Der Weilheimer Stadtführer Wilhelm Braun hat seine Jugenderinnerungen in einem Büchlein zusammengetragen und stärkt darin auch das „Schwäbische“.

Weilheim - Wenn Märchen und Sagen mit „Es war einmal“ beginnen, dann zählen primär Spannung oder auch erzieherischer Zweck, nach dem Wahrheitsgehalt wird da weit weniger gefragt. Und deshalb hat der 82-jährige Weilheimer Wilhelm Braun, bekannt auch als Stadtführer, dem gleichlautenden Titel seines jüngsten Büchles den Zusatz „Märchenhafte wahre Geschichten von damals“ verpasst. Schauplatz der Geschehnisse von einst ist der von Braunfirst, Zipfelbachschlucht und Albtrauf eingezwängte Flecken Hepsisau, heute ein Ortsteil der Zähringerstadt Weilheim. Dort hat der Autor zusammen mit zwei Brüdern seine Kindheit und Jugend verbracht.

- - - -

Wiederhole wortgetreu den Abschnitt aus dem Text über Wilhelm Brauns Büchlein, beginnend bei „Der Weilheimer Stadtführer“ und endend bei „und Jugend verbracht.“.

**Entnommenes Material:**
- - - -

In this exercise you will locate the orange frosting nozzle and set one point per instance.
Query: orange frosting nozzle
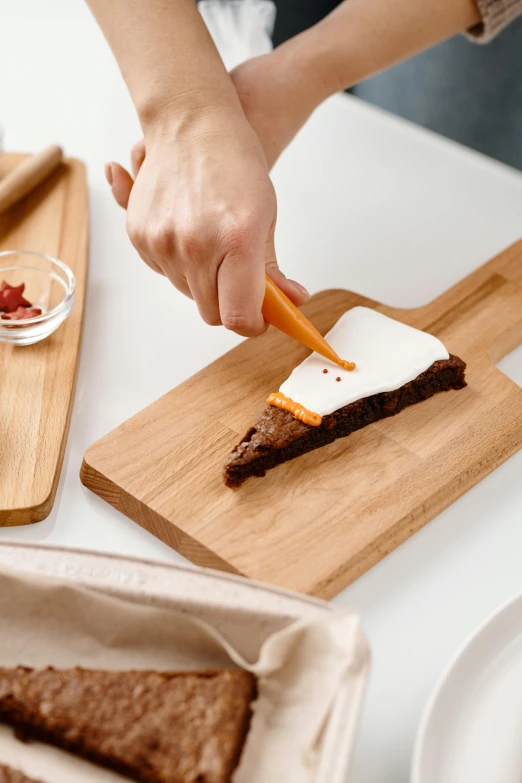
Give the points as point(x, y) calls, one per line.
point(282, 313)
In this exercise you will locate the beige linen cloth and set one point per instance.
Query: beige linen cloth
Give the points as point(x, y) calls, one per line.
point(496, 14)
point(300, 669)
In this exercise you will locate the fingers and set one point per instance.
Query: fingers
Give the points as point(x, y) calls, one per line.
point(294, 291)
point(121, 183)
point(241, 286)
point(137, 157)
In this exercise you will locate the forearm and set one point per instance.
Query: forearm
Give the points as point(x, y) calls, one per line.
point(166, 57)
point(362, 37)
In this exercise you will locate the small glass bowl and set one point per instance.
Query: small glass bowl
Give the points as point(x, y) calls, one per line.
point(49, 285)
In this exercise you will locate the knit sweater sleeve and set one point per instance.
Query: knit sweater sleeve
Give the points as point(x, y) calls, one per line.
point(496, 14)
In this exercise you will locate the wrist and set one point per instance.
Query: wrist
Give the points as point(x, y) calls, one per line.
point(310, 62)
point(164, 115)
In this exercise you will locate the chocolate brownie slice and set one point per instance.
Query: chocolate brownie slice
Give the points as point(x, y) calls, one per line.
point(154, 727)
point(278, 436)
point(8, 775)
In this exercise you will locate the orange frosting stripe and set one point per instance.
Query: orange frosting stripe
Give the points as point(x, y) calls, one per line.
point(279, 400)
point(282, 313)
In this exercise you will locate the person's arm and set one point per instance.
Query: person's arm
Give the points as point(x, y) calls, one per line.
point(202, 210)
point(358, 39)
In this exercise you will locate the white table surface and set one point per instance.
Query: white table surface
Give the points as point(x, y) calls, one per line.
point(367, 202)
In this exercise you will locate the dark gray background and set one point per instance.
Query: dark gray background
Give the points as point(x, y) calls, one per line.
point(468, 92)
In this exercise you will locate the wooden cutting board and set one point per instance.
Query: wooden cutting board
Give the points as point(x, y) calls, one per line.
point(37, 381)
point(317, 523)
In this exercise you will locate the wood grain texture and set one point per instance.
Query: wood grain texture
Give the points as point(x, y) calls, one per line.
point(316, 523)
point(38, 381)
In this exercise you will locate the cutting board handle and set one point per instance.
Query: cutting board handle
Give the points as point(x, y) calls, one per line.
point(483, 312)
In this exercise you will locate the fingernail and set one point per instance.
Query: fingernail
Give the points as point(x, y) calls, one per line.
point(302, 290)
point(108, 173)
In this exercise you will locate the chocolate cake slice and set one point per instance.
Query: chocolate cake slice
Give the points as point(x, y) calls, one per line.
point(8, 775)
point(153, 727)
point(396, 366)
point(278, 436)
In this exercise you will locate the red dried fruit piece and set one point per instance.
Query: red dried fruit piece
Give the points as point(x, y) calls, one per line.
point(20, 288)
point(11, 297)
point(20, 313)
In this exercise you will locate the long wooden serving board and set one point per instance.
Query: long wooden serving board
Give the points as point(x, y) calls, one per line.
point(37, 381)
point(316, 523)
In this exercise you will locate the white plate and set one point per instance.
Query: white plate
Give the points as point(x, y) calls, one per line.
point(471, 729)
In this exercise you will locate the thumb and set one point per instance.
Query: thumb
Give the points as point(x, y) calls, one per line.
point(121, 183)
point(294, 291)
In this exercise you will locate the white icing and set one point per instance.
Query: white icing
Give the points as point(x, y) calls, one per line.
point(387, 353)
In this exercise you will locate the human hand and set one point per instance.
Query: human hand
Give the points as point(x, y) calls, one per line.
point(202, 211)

- - - -

**Erwartete Ausgabe:**
Der Weilheimer Stadtführer Wilhelm Braun hat seine Jugenderinnerungen in einem Büchlein zusammengetragen und stärkt darin auch das „Schwäbische“.

Weilheim - Wenn Märchen und Sagen mit „Es war einmal“ beginnen, dann zählen primär Spannung oder auch erzieherischer Zweck, nach dem Wahrheitsgehalt wird da weit weniger gefragt. Und deshalb hat der 82-jährige Weilheimer Wilhelm Braun, bekannt auch als Stadtführer, dem gleichlautenden Titel seines jüngsten Büchles den Zusatz „Märchenhafte wahre Geschichten von damals“ verpasst. Schauplatz der Geschehnisse von einst ist der von Braunfirst, Zipfelbachschlucht und Albtrauf eingezwängte Flecken Hepsisau, heute ein Ortsteil der Zähringerstadt Weilheim. Dort hat der Autor zusammen mit zwei Brüdern seine Kindheit und Jugend verbracht.